TAREFA INDICADA 1: Transcreva do texto sobre o processo de insolvência, apresentado abaixo, o trecho entre "7. Os insolventes" e "Insolvência Singular (Requerida).", incluindo ambos.

· · ·

5. Por sentença proferida em 20/08/2021 foi recusada a homologação do Acordo de Pagamento apresentado no âmbito do PEAP (identificado no ponto 3) já transitada em julgado.

6. Em 08/09/2021, o AJP juntou ao PEAP referido o Parecer a que alude o art. 222.º-G/4 do CIRE.

7. Os insolventes notificados vieram ao abrigo do disposto no artigo 222º G nº 5 do CIRE, além do mais, juntar plano de pagamentos nos referidos autos.

8. Por despacho proferido a 04/12/2021 foi, tendo em conta o aludido parecer e a apresentação de plano de pagamentos remetido à distribuição como Processo de Insolvência Singular (Requerida).

9. Conforme consta do requerimento inicial do PEAP, agora apenso, o devedor marido é sócio-gerente da sociedade “C..., Lda.”, pessoa colectiva n.º ..., com sede na Rua..., ... ... e a mulher é trabalhadora na mesma sociedade.

10. Igualmente, conforme consta do requerimento inicial do PEAP, agora apenso, tal sociedade foi declarada insolvente em processo que correu termos no Juiz ... do Juízo do Comércio ... sob o nº 18678/19...., no âmbito da qual logrou aprovar e homologar judicial a proposta de plano de recuperação que apresentou aos seus credores.

11. Os devedores apresentam como credores os constantes da lista de créditos apresentada no PEAP, no valor total de €445.636,71.

Se se verificam ou não, os requisitos previstos no artigo 249.º, do CIRE, para que seja ou não, admitido o plano de pagamentos apresentado pelos devedores recorrentes.

Como resulta do relatório que antecede, ao passo que a M.ma Juiz a quo considerou que os devedores não cumprem os requisitos para a apresentação de plano de pagamento, com o fundamento em o devedor marido ser sócio gerente de uma sociedade e o passivo exceder  trezentos mil euros, os devedores defendem que o plano tem condições para ser recebido, porque se trata de insolvência de pessoas singulares, a que se aplica apenas o previsto na alínea a), do n.º 1, do artigo 249.º do CIRE, dado que a qualidade de sócio de uma sociedade não equivale à titularidade da exploração da empresa.

Na decisão recorrida, refere-se a seguinte fundamentação:

 “(…)

E, sendo assim, com a distribuição em juízo do Parecer do AJP, temos pendentes dois processos de insolvência, ou seja, o novo processo de insolvência que resultou da remessa à distribuição do parece do AJP e o anterior processo de insolvência, suspenso nos termos do art. 222.ºE, nº 6 do CIRE – e a verificar-se a situação de prejudicialidade prevista no art. 8.º do CIRE [Catarina Serra, Lições de Direito da Insolvência, 431 e 432], segundo o qual “(…) o tribunal ordena a suspensão da instância se contra o mesmo devedor correr processo de insolvência instaurado por outro requerente cuja petição inicial tenha primeiramente dado entrada em juízo” (art. 8.º, nº 2 do CIRE).

· · ·

TAREFA INDICADA 2: Extraia dos registros abaixo todas as linhas em que aparece a palavra "tree".

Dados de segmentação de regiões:

· · ·

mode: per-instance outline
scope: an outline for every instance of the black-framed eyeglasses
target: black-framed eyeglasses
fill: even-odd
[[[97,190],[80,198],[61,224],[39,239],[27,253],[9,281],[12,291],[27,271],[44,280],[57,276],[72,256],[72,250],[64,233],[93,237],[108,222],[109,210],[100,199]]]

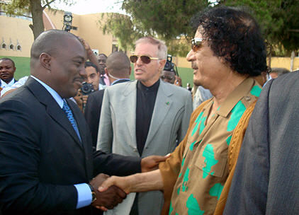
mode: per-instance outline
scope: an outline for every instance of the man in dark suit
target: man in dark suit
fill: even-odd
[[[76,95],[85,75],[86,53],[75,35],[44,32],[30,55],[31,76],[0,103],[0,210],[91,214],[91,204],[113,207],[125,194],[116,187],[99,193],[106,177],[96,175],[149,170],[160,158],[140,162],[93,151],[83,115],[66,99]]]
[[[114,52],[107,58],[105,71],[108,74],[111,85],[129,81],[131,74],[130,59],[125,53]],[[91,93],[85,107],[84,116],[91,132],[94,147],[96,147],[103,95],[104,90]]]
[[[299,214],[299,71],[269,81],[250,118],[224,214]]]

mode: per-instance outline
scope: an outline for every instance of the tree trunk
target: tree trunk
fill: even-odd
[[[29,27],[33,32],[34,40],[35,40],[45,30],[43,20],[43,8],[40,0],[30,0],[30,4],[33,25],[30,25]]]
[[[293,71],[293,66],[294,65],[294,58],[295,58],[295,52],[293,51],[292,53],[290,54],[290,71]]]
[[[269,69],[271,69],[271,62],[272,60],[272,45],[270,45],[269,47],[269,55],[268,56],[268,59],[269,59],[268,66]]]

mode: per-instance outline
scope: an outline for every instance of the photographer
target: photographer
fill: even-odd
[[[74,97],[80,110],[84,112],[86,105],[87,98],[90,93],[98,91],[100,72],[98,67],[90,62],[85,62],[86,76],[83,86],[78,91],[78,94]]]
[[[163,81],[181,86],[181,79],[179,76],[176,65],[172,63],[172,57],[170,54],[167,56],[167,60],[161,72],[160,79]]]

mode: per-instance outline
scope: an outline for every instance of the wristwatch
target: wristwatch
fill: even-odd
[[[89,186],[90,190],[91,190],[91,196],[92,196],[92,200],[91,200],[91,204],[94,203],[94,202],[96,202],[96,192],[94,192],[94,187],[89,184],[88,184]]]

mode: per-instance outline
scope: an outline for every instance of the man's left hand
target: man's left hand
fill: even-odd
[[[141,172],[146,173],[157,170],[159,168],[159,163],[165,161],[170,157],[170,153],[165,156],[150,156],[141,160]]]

· · ·

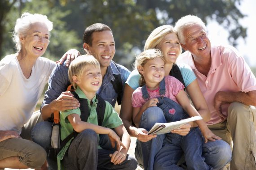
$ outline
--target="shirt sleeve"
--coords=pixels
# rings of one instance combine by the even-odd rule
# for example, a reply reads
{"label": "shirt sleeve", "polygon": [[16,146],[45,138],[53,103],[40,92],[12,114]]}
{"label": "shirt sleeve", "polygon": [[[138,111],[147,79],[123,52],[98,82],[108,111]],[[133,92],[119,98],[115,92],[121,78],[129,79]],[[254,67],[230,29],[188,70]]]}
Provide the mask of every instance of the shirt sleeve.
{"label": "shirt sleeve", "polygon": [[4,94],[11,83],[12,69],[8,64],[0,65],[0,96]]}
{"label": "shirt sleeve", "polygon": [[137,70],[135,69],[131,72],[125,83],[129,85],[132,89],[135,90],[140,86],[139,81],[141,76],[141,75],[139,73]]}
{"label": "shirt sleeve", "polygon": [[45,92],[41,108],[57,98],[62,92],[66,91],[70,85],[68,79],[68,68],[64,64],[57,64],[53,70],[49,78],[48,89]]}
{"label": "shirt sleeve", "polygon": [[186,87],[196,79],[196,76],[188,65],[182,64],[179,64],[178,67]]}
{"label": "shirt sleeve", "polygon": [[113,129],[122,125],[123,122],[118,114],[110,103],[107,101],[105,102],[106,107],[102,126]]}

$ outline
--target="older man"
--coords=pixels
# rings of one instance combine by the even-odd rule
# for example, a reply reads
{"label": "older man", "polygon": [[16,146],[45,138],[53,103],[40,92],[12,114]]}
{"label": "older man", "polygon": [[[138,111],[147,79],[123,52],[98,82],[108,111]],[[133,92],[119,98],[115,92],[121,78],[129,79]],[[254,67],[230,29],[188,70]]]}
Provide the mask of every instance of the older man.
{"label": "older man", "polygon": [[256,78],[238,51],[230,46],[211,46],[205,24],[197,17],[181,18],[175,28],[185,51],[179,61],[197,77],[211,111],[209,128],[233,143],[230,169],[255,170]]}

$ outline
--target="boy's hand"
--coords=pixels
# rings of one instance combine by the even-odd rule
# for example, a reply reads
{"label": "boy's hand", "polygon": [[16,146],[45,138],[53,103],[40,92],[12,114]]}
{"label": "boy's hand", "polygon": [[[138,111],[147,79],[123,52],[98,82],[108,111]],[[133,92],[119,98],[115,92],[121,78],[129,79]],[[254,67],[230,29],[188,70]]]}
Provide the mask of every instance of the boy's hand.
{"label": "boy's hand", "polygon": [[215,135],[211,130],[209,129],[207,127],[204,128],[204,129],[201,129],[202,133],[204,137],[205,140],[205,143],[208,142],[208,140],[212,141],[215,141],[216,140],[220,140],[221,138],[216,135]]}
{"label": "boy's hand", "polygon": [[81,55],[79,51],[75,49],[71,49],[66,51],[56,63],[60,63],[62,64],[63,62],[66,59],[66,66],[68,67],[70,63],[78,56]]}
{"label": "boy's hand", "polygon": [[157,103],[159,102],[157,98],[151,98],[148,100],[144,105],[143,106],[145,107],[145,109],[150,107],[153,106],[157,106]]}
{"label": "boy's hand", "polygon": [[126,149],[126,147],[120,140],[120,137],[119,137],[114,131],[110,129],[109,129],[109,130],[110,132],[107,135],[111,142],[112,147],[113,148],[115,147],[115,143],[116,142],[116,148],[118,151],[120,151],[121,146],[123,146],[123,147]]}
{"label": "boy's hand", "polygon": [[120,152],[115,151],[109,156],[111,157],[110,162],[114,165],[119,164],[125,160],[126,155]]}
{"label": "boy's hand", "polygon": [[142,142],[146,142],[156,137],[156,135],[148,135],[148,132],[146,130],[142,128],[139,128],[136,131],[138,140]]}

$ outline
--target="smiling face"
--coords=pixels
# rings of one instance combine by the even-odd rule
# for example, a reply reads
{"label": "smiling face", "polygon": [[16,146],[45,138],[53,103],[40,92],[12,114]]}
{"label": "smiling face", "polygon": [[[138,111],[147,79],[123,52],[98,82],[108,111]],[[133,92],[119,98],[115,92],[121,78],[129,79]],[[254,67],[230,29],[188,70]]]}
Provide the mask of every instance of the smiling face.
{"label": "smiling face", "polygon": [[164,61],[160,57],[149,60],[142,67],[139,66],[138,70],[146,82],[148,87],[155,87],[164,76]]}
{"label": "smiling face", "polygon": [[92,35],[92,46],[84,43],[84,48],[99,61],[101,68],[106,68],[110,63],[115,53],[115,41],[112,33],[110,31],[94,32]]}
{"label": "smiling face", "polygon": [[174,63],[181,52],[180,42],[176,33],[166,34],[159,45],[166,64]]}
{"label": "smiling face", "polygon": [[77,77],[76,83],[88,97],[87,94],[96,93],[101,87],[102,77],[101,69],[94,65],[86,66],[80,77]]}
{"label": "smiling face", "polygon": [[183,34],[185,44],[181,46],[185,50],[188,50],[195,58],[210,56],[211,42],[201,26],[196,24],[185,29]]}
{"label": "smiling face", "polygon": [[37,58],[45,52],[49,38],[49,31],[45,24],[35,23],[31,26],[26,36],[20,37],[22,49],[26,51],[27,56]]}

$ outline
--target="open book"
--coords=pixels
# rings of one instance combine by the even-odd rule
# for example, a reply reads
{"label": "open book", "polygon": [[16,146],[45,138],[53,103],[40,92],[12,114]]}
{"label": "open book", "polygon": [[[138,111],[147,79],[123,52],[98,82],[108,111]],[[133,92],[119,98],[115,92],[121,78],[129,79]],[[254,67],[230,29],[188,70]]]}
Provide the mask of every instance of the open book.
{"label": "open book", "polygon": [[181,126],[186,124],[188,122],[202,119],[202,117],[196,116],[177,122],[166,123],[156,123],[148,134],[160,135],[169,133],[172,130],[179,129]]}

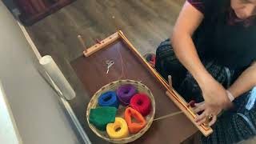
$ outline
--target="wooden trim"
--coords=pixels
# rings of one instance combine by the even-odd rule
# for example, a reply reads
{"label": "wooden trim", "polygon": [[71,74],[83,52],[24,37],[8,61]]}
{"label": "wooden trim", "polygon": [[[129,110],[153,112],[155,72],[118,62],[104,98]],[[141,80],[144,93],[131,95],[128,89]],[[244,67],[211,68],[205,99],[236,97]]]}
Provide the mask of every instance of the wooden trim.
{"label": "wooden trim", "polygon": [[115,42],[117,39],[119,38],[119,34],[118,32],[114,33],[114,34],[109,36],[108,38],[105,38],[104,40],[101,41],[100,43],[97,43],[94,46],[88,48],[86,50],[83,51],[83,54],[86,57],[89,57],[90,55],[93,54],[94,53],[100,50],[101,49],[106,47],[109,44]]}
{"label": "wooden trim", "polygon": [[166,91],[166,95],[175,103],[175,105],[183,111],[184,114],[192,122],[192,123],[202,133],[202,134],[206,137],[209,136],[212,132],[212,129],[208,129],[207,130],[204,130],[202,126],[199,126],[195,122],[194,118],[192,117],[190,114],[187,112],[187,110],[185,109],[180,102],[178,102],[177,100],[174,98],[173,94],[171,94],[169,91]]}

· · ·

RESPOSTA CORRETA 1:
7. Os insolventes notificados vieram ao abrigo do disposto no artigo 222º G nº 5 do CIRE, além do mais, juntar plano de pagamentos nos referidos autos.

8. Por despacho proferido a 04/12/2021 foi, tendo em conta o aludido parecer e a apresentação de plano de pagamentos remetido à distribuição como Processo de Insolvência Singular (Requerida).

RESPOSTA CORRETA 2:
scope: an outline for every instance of the tree trunk
target: tree trunk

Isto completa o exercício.